▸ Exercises to complete:
1 - In the TCP passage below, why does data from many applications have to be multiplexed as it passes down to the IP Layer? Answer in one to three sentences.
2 - Answer each question from the TCP passage below, one answer per line.
(a) Which OSI layers does the passage describe as hardware-related?
(b) According to the definition of reliability, what happens when sent data does not arrive at its destination?
(c) In which layer are segments packaged as IP datagrams?
3 - Write the next portion of the TCP passage below, starting after its final sentence.

▸ Selected passage:
--------------------

Shortly speaking, TCP handles connections and provides reliability and flow control. Reliability can be defined as ensuring that the data which is sent actually arrives its destination, otherwise, detecting this and resending the data. Data Flow Control is managing the rate at which data is sent so that it does not overwhelm the device that is receiving it. TCP is a rather complex protocol that includes a number of sophisticated functions to ensure that applications function in the potentially difficult environment of a large internetwork.

Now let's hit the road and see some important functions of TCP:

TCP Addressing with Ports

TCP/IP is designed to allow different applications to send and receive data simultaneously by using the same Internet Protocol (IP) Software on a host device. It is necessary to multiplex transmitted data from many applications as it is passed down to the IP Layer in order to achieve simultaneous data sending. Accordingly, as the data is received, data is demultiplexed and the appropriate data is passed to each application software on the receiving host.

Transport Layer Protocols TCP and UDP represent a transition point between OSI model hardware-related layers (Layer 1,2,3) and the software-related layers (Layer 5,6,7). In regular usage of internet, most of us are usually running several different applications simultaneously. So, a typical TCP/IP host has many processes which want to send data to and receive data from remote hosts. All data to be sent must be sent using the same interface to the internetwork, using the IP Layer. This means that the data from all applications that need TCP/IP communication is aggregated for the use of IP (Network) Layer. The stream of data to be sent is packaged as segments in Transport Layer and then the segmented data is passed to the IP Layer, where they are packaged as IP datagrams and sent out to the internetwork in order to be delivered to different destinations. This technical term is called multiplexing.

--------------------

▸ Extracted material:
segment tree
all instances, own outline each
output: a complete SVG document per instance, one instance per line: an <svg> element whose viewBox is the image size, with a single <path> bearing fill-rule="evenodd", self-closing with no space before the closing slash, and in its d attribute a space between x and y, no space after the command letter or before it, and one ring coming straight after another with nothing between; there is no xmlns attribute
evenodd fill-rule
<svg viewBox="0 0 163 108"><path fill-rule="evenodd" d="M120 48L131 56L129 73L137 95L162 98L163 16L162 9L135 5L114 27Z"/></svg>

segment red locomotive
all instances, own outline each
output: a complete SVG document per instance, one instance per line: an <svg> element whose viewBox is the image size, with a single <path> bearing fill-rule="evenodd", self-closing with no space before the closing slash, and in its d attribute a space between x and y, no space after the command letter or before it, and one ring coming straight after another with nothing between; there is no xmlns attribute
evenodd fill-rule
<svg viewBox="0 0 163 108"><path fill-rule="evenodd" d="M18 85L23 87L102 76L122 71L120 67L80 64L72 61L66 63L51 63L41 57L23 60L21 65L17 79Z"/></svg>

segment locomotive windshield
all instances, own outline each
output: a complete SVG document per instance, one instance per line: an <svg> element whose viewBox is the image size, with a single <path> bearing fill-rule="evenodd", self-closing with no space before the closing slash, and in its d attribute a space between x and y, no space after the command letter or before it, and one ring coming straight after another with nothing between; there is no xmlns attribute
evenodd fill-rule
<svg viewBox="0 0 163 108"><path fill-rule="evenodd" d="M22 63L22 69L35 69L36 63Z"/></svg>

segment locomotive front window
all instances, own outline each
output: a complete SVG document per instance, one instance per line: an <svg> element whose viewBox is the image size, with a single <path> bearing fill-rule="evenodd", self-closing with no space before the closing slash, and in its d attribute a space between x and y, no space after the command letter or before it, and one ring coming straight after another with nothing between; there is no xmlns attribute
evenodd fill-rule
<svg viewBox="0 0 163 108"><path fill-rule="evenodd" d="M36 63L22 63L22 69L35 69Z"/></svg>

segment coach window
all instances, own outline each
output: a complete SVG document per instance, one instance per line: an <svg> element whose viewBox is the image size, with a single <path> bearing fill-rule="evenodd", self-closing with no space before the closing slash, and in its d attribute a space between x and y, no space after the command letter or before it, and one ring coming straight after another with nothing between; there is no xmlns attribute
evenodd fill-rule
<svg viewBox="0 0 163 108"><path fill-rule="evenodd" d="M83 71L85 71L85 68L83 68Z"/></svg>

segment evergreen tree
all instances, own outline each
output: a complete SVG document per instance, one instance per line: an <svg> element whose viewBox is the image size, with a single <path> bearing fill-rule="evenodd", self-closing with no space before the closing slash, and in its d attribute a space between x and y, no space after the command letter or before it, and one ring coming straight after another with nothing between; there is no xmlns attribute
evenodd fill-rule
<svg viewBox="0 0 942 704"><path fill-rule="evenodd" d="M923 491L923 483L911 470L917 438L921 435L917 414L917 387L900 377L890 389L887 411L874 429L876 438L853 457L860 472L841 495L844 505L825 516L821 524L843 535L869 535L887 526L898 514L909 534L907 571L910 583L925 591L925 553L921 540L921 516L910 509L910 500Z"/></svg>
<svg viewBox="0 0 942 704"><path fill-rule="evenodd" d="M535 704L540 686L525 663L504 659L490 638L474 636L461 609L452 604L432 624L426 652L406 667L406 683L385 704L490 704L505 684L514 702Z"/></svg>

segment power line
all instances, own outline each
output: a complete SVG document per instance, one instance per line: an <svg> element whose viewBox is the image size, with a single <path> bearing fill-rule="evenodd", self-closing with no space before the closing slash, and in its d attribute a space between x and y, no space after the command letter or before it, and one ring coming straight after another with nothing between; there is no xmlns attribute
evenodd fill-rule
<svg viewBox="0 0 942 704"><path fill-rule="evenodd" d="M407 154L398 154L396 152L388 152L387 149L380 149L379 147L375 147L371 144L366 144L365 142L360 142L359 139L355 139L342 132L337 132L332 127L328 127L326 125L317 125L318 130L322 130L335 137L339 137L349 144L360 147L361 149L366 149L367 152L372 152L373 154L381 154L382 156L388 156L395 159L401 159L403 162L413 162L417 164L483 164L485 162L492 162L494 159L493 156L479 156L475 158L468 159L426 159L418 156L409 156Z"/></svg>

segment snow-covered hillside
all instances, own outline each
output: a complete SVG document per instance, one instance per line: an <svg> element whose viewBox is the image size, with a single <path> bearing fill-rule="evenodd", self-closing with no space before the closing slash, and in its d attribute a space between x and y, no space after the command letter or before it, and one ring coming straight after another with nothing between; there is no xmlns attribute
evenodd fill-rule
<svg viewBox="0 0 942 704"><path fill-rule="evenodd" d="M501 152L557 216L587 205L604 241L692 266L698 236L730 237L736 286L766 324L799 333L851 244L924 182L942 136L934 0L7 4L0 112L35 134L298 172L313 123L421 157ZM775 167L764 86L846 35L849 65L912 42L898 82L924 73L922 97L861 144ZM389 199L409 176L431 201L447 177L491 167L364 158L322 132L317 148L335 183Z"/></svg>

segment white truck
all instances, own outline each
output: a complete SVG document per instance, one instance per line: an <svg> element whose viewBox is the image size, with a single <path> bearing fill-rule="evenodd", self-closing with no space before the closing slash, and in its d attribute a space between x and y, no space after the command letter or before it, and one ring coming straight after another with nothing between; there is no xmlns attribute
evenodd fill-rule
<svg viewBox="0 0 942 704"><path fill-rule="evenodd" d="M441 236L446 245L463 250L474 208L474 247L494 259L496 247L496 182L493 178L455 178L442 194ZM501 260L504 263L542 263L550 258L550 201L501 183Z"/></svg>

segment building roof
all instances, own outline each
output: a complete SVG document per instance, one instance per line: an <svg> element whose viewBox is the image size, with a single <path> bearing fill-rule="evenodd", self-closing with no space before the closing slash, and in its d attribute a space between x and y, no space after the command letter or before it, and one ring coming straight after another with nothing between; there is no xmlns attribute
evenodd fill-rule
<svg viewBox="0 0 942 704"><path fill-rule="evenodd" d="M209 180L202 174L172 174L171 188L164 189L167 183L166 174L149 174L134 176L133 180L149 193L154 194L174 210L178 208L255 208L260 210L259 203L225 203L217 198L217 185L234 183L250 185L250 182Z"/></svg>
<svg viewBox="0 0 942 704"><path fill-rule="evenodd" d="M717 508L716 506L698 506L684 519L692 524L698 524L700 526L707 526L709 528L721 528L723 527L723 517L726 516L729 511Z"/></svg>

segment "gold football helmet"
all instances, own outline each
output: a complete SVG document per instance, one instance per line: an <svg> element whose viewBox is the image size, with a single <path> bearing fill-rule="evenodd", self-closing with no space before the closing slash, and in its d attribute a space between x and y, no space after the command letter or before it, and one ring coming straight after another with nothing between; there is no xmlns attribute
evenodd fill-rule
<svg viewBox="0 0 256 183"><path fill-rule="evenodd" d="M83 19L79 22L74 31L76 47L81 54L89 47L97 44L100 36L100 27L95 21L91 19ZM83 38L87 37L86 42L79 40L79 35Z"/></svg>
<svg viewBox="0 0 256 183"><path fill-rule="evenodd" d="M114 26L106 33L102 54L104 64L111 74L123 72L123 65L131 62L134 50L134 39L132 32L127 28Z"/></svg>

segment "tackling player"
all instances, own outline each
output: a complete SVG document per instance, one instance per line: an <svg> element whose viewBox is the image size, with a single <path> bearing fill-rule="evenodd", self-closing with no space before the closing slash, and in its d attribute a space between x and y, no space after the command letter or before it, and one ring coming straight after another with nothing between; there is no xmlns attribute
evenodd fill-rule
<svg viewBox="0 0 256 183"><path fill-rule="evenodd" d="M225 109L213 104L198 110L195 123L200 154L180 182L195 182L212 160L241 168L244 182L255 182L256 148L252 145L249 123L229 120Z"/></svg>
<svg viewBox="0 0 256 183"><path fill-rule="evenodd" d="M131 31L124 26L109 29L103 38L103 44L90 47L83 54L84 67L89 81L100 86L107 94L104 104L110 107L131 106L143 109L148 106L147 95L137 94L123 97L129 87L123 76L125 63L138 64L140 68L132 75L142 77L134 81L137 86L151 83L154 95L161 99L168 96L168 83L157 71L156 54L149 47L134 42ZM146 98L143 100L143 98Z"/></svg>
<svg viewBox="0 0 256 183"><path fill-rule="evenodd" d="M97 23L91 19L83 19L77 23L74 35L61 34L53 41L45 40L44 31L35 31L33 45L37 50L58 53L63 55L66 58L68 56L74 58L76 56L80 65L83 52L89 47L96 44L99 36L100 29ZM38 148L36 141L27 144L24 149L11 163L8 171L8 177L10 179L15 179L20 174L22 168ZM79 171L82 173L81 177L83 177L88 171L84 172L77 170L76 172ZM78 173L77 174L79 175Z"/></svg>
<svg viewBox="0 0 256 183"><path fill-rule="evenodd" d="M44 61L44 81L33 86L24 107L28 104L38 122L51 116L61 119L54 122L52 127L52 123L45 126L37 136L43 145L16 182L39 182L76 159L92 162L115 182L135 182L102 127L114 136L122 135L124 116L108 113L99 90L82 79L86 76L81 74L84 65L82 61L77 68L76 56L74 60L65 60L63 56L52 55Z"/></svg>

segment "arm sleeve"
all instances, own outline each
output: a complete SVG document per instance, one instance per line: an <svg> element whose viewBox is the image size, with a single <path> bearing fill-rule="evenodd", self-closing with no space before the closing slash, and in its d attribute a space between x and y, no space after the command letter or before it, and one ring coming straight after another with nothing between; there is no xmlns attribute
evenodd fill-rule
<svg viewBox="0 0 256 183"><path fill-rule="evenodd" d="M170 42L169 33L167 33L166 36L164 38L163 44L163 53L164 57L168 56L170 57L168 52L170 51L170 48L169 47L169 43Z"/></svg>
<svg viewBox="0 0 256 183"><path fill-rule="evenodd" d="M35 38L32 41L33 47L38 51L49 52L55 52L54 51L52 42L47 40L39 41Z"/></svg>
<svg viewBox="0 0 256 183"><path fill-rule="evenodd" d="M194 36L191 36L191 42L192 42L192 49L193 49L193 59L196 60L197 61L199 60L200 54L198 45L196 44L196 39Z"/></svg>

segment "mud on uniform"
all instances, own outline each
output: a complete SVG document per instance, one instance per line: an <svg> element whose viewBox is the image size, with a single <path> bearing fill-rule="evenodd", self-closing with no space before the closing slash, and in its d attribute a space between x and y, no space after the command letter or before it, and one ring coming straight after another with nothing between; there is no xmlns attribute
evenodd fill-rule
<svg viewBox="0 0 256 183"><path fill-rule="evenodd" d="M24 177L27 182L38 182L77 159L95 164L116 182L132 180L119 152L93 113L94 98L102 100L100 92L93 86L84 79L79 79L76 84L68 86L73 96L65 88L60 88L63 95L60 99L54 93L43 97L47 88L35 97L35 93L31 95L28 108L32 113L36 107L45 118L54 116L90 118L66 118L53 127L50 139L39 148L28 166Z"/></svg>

--------------------

▸ Task-by-task results:
1 - All data a host sends must go through the same interface to the internetwork, the IP Layer, so data from every application that needs TCP/IP communication is combined for that layer's use. Multiplexing makes it possible for different applications to send data simultaneously over the same IP software.

2 -
(a) Layers 1, 2 and 3.
(b) This is detected and the data is resent.
(c) In the IP Layer.

3 -
A complementary mechanism is responsible for the receipt of datagrams. While IP Layer multiplexes datagrams from several different application processes to be sent out, at the same time, it receives many datagrams that are intended for different processes and that come from different remote hosts. This is the reverse of multiplexing, which is called demultiplexing.

Here comes the question: Think of a series of IP datagrams that are received by a host. How are they demultiplexed to different application processes in the receiving host device? Does Destination Internet Address Field in IP Header help? Well, it actually sucks in this case. It is  because all the datagrams that are received in the IP Layer are expected to have the same Destination Internet Address field (which is supposed to be the receivng host device's IP).

So, how can we manage that? Demultiplexing the received data to the application processes is achieved in 2 steps actually. In IP Layer, Destination Protocol field in the IP header indicates where to send the decapsulated data in the received datagram. This is most probably TCP or UDP. This means TCP or UDP must figure out which process to send the data to. To make this possible, an additional addressing element is necessary. This address allows a more specific location which is a software process to be identified within a particular IP address. In TCP/IP, this transport layer adress is called a port : TCP/IP Transport Layer addressing is accomplished using ports. Each port number within a particular IP device identifies a software process. 

TCP header (UDP header as well) has 2 adressing fields: Source Port and Destination Port. These are analogous to the Source Internet Address and Destination Internet Address fields in the IP Header, but at a higher level of detail. They identify the originating process on the source machine and the destination process on the destination machine. They are filled in by TCP Software (or UDP Software) before transmission. The ports are used to direct the data to the correct process on the destination device.

The figure shows how TCP and UDP ports are used to achieve software multiplexing and demultiplexing.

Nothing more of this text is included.